__Directives__:
**1.** Summarize the notes on Herakleitus in two sentences.
**2.** Decide whether each statement below agrees with the notes on Herakleitus. Answer yes or no for each and quote the words of the notes that settle it.
(a) Lassalle cites a passage from Philoponus's comment on Aristotle's De Animâ.
(b) The passage of Philo Judæus is cited only by Schleiermacher.
(c) The notes place Herakleitus close to Parmenides.
**3.** List every page reference to Lassalle that appears in the notes on Herakleitus.

[Start Text]

Τὸ κινούμενον τῷ κινουμένῳ γιγνώσκεσθαι was the doctrine of several philosophers. Aristot. De Animâ, i. 2. Plato, Kratylus, p. 412 A: καὶ μὴν ἤ γε ἐπιστήμη μηνύει ὡς φερομένοις τοῖς πράγμασιν ἐπομένης τῆς ψυχῆς τῆς ἀξίας λόγου, καὶ οὔτε ἀπολειπομένης οὔτε προθεούσης. A remarkable passage from the comment of Philoponus (on the treatise of Aristotle De Animâ) is cited by Lassalle, ii. p. 339, describing the Herakleitean doctrine, διὰ τοῦτο ἐκ τῆς ἀναθυμιάσεως αὐτὴν ἔλεγεν (Herakleitus)· τῶν γὰρ πραγμάτων ἐν κινήσει ὄντων δεῖν καὶ τὸ γίνωσκον τὰ πράγματα ἐν κινήσει εἶναι, ἵνα συμπαράθεον αὐτοῖς ἐφάπτηται καὶ ἐφαρμόζῃ αὐτοῖς. Also Simplikius ap. Lassalle, p. 341: ἐν μεταβολῇ γὰρ συνεχεῖ τὰ ὄντα ὑποτιθέμενος ὁ Ἡράκλειτος, καὶ τὸ γνωσόμενον αὐτὰ τῇ ἐπαφῇ γίνωσκον, συνέπεσθαι ἐβούλετο ὡς ἀεὶ εἶναι κατὰ τὸ γνωστικὸν ἐν κινήσει.
105 Stobæus, Eclog. Phys. p. 58; and the passage of Philo Judæus, cited by Schleiermacher, p. 437; as well as more fully by Lassalle, vol. ii. p. 265-267 (Quis rerum divinar. hæres, p. 503, Mangey): ἓν γὰρ τὸ ἐξ ἀμφοῖν τῶν ἐναντίων, οὗ τμηθέντος γνώριμα τὰ ἐναντία. Οὐ τοῦτ’ ἐστὶν ὅ φασιν Ἕλληνες τὸν μέγαν καὶ ἀοίδιμον παρ’ αὐτοῖς Ἡράκλειτον, κεφαλαῖον τῆς αὐτοῦ προστησάμενον φιλοσοφίας, αὐχεῖν ὡς εὑρέσει καινῇ; παλαιὸν γὰρ εὕρημα Μωύσεώς ἐστιν.
Herakleitus at the opposite pole from Parmenides.

[End Text]
[Start Stored data]

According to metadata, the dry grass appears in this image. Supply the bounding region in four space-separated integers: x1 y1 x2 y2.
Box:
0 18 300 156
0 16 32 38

[End Stored data]

__Solutions__:
**1.** The notes say that Τὸ κινούμενον τῷ κινουμένῳ γιγνώσκεσθαι was the doctrine of several philosophers, citing Aristotle's De Animâ and Plato's Kratylus, and they point to passages from Philoponus and Simplikius cited by Lassalle that describe the Herakleitean doctrine. They also refer to Stobæus and to a passage of Philo Judæus cited by Schleiermacher and more fully by Lassalle, and they place Herakleitus at the opposite pole from Parmenides.

**2.**
(a) Yes: "A remarkable passage from the comment of Philoponus (on the treatise of Aristotle De Animâ) is cited by Lassalle, ii. p. 339"
(b) No: "cited by Schleiermacher, p. 437; as well as more fully by Lassalle, vol. ii. p. 265-267"
(c) No: "Herakleitus at the opposite pole from Parmenides."

**3.**
- ii. p. 339
- p. 341
- vol. ii. p. 265-267